What is expected: Please state how many lines in the records below contain the word "parking", treating case as significant. Reply with the number alone.

Data entries:
+++++
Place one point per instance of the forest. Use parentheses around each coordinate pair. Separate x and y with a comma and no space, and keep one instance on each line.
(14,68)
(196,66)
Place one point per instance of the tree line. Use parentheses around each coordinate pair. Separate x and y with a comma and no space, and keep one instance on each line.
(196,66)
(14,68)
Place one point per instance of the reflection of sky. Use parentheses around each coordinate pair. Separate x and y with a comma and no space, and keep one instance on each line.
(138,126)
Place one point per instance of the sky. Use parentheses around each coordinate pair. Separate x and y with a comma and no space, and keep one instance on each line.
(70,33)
+++++
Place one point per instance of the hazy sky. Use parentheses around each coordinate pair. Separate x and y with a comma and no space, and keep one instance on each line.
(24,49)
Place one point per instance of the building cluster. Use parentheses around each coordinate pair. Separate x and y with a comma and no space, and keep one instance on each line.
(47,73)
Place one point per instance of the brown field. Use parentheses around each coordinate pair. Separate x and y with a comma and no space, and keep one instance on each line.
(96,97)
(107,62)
+++++
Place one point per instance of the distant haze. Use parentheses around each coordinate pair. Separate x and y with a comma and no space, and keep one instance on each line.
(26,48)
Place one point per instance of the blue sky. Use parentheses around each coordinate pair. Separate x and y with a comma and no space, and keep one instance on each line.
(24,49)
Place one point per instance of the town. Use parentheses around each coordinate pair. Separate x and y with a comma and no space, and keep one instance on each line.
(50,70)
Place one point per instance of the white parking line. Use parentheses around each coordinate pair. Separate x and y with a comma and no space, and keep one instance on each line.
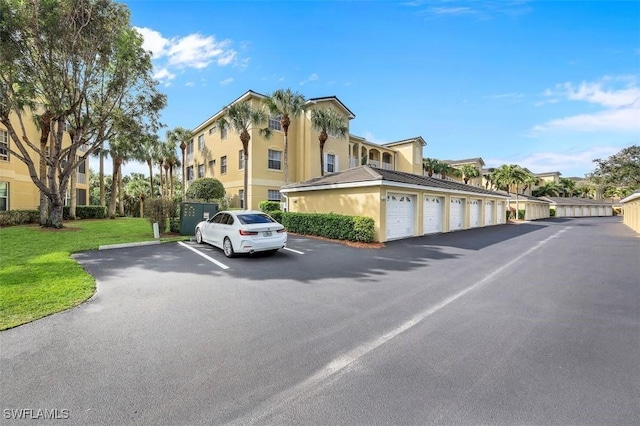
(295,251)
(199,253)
+++++
Reply to the exercise: 1